Hi All,

93

Again reading in HPB's Isis Unveiled, Vol. II, Cap. 10; some interesting insight into the existence of the messianic tradition in several cultures.

Avatars or incarnations were common to the old religions. India had them reduced to a system. The Persians expected Sosiosh, and the Jewish writers looked for a deliverer. Tacitus and Suetonius relate that the East was full of expectation of the Great Personage about the time of Octavius. "Thus doctrines obvious to Christians were the highest arcana of Paganism." The Maneros of Plutarch was a child of Palestine; his mediator Mithras, the Saviour Osiris is the Messiah. In our present "Canonical Scriptures" are to be traced the vestigia of the ancient worships; and in the rites and ceremonies of the Roman Catholic Church we find the forms of the Buddhistical worship, its ceremonies and hierarchy. The first Gospels, once as canonical as any of the present four, contain pages taken almost entire from Buddhistical narratives, as we are prepared to show. After the evidence furnished by Burnouf, Asoma, Korosi, Beal, Hardy, Schmidt, and translations from the Tripitaka, it is impossible to doubt that the whole Christian scheme emanated from the other. The "Miraculous Conception" miracles and other incidents are found in full in Hardy's Manual of Buddhism. We can readily realize why the Roman Catholic Church is anxious to keep the common people in utter ignorance of the Hebrew Bible and the Greek literature. Philology and comparative Theology are her deadliest enemies. The deliberate falsifications of Irenaeus, Epiphanius, Eusebius and Tertullian had become a necessity.

→ Data section:
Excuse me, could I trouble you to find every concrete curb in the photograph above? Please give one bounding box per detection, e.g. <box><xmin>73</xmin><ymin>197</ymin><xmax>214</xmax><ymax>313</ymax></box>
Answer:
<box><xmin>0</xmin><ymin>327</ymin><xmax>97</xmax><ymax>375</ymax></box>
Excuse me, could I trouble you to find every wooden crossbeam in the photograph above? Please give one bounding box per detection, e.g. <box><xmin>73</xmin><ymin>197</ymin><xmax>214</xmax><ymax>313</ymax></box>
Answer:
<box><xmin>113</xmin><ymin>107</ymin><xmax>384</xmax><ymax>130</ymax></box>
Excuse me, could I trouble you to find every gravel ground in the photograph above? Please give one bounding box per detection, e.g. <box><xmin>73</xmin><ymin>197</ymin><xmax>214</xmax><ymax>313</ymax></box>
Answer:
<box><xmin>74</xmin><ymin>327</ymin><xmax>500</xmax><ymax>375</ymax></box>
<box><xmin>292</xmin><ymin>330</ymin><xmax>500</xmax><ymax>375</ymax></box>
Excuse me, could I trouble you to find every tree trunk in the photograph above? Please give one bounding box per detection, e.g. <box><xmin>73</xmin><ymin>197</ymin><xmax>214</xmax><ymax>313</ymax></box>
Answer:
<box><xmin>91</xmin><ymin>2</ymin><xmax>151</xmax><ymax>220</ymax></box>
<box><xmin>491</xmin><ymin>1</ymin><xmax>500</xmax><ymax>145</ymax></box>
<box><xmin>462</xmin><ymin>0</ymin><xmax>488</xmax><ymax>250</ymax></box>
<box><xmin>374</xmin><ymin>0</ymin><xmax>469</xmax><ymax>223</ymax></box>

→ Exercise directions: In the excerpt from Isis Unveiled about the messianic tradition, what figure did the Persians expect?

→ Solution to the exercise: Sosiosh.